## Problem requirements
Give the data below as a JSON list of strings, with one string for each line and no blank lines.

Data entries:
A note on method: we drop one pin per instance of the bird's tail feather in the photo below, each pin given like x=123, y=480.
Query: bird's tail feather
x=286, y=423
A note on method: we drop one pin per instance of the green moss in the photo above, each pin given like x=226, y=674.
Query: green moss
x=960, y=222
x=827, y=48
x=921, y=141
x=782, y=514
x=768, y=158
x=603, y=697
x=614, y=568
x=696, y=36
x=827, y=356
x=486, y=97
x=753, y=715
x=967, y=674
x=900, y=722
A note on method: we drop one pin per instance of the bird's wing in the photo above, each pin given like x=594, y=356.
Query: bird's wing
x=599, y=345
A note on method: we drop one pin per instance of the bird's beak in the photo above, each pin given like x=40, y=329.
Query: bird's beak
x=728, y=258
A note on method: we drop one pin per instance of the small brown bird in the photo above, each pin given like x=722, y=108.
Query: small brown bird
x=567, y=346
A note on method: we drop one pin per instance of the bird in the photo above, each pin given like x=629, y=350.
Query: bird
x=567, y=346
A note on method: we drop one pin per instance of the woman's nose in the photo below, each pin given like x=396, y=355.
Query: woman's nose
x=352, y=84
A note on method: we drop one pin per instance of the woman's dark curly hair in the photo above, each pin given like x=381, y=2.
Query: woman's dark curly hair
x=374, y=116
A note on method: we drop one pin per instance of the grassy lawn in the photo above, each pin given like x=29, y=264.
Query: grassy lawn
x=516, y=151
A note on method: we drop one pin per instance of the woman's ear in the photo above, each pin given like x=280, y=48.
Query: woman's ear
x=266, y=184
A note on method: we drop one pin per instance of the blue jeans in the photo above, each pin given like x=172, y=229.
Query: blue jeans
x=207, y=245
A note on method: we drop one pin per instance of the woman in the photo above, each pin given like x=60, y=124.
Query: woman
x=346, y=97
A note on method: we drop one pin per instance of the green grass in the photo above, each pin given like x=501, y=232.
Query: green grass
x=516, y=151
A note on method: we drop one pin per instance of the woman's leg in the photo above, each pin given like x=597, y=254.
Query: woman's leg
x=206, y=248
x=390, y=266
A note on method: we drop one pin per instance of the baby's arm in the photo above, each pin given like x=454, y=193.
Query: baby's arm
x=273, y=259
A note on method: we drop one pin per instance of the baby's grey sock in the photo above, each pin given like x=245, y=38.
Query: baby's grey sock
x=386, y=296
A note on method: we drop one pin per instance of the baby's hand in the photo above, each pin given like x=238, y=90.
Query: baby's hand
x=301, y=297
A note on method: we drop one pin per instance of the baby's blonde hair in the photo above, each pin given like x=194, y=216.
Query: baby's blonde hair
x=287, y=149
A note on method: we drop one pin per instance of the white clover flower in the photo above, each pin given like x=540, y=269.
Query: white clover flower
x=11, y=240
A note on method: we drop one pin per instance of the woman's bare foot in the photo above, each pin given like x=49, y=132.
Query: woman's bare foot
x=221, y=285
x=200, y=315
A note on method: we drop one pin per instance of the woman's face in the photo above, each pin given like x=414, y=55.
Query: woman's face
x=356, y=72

## Result for this task
[
  "A note on method: we drop one pin per instance of the bird's tail feather in the photo below, each pin given like x=123, y=480.",
  "Query: bird's tail feather",
  "x=286, y=423",
  "A note on method: we drop one pin per instance of the green moss in the photo above, each pin given like x=226, y=674.",
  "Query: green moss",
  "x=960, y=222",
  "x=827, y=48",
  "x=921, y=141",
  "x=782, y=514",
  "x=768, y=158",
  "x=603, y=697",
  "x=614, y=568",
  "x=696, y=36",
  "x=827, y=356",
  "x=486, y=97",
  "x=753, y=715",
  "x=967, y=674",
  "x=900, y=722",
  "A note on method: we drop one pin per instance of the bird's wing in the photo above, each pin given like x=594, y=356.",
  "Query: bird's wing",
  "x=599, y=345",
  "A note on method: we drop one pin per instance of the bird's beak in the photo above, each pin given like x=40, y=329.",
  "Query: bird's beak",
  "x=728, y=258",
  "A note on method: we drop one pin per instance of the small brown bird in the photo above, each pin given like x=722, y=108.",
  "Query: small brown bird",
  "x=567, y=346",
  "A note on method: we drop one pin per instance of the bird in the photo above, each pin given like x=629, y=350.",
  "Query: bird",
  "x=567, y=346",
  "A note on method: we drop one pin per instance of the woman's nose in the photo below, each pin given like x=396, y=355.",
  "Query: woman's nose",
  "x=352, y=84",
  "A note on method: we drop one pin per instance of the woman's dark curly hair in the photo above, each pin given like x=381, y=2.",
  "Query: woman's dark curly hair",
  "x=374, y=116",
  "A note on method: we drop one pin per instance of the grassy lawn in the photo above, each pin given like x=29, y=264.",
  "Query: grassy lawn",
  "x=516, y=151",
  "A note on method: we drop one pin per instance of the woman's ear in the photo above, each pin given like x=280, y=48.",
  "Query: woman's ear",
  "x=266, y=184",
  "A note on method: we drop one pin per instance of the blue jeans in the photo above, each pin given like x=172, y=229.",
  "Query: blue jeans",
  "x=207, y=245",
  "A note on method: we drop one pin per instance of the woman in the photo above, each pin given like x=60, y=124.",
  "Query: woman",
  "x=346, y=97",
  "A note on method: we drop one pin per instance of the green grass in the photo above, each pin given like x=501, y=232.",
  "Query: green grass",
  "x=516, y=151",
  "A note on method: we drop one pin per instance of the woman's leg in the photo above, each pin given like x=597, y=254.",
  "Query: woman's leg",
  "x=206, y=248",
  "x=390, y=266",
  "A note on method: we drop one pin per instance of the baby's arm in the photo above, each pin given like x=454, y=193.",
  "Query: baby's arm",
  "x=273, y=259",
  "A note on method: we drop one pin per instance of the baby's grey sock in the photo above, each pin given like x=245, y=38.",
  "Query: baby's grey sock",
  "x=386, y=296",
  "A note on method: we drop one pin per instance of the baby's hand in the photo above, each pin given like x=238, y=90.",
  "Query: baby's hand",
  "x=301, y=297",
  "A note on method: we drop one pin per instance of the baby's blonde hair in the photo above, each pin given like x=194, y=216.",
  "Query: baby's blonde hair",
  "x=287, y=149",
  "A note on method: we drop one pin per instance of the white clover flower in the photo above, each pin given like x=540, y=269.",
  "Query: white clover flower",
  "x=11, y=240",
  "A note on method: we drop one pin per instance of the woman's bare foot in the photo above, each pin given like x=49, y=132.",
  "Query: woman's bare foot",
  "x=221, y=285",
  "x=200, y=315",
  "A note on method: we drop one pin per instance of the woman's face in the photo above, each pin given like x=414, y=55.",
  "Query: woman's face",
  "x=356, y=72"
]